TASK OBJECTIVE: Please gather every line of the material below that contains the word "Target", and copy each one in full.

DATA FOR THE TASK:
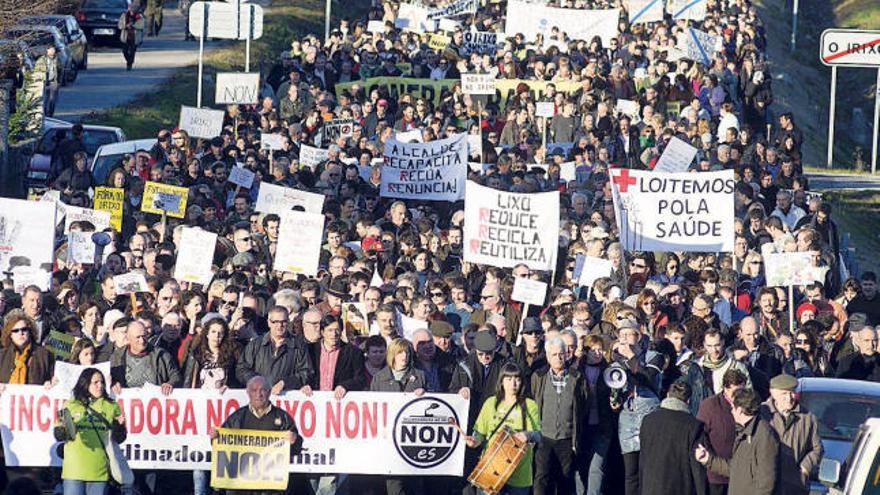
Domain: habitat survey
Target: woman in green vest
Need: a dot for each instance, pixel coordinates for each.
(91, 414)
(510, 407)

--

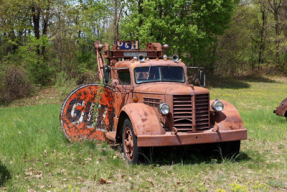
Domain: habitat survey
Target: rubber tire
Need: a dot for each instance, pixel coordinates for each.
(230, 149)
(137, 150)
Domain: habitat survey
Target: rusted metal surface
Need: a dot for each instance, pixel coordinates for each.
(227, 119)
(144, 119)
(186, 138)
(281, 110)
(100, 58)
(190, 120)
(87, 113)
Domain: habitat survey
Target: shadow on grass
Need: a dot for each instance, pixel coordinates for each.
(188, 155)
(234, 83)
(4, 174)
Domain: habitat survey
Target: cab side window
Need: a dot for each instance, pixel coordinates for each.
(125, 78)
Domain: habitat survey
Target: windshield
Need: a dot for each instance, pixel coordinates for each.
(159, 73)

RESPONSE TO THE TASK:
Target: woman in green vest
Target: rubber tire
Target: rusted metal surface
Target: shadow on grass
Target: cab side window
Target: windshield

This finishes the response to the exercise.